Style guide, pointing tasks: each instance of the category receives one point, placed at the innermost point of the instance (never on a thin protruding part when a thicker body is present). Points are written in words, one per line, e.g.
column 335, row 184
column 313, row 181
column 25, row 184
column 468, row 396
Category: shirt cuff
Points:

:::::

Retype the material above, line by line, exactly.

Style guide, pointing tasks: each instance of the category receives one point, placed at the innermost point of the instance (never on a thin protruding part when a thicker body is present). Points are written in words, one per line, e.g.
column 335, row 184
column 313, row 181
column 25, row 184
column 468, row 396
Category: shirt cuff
Points:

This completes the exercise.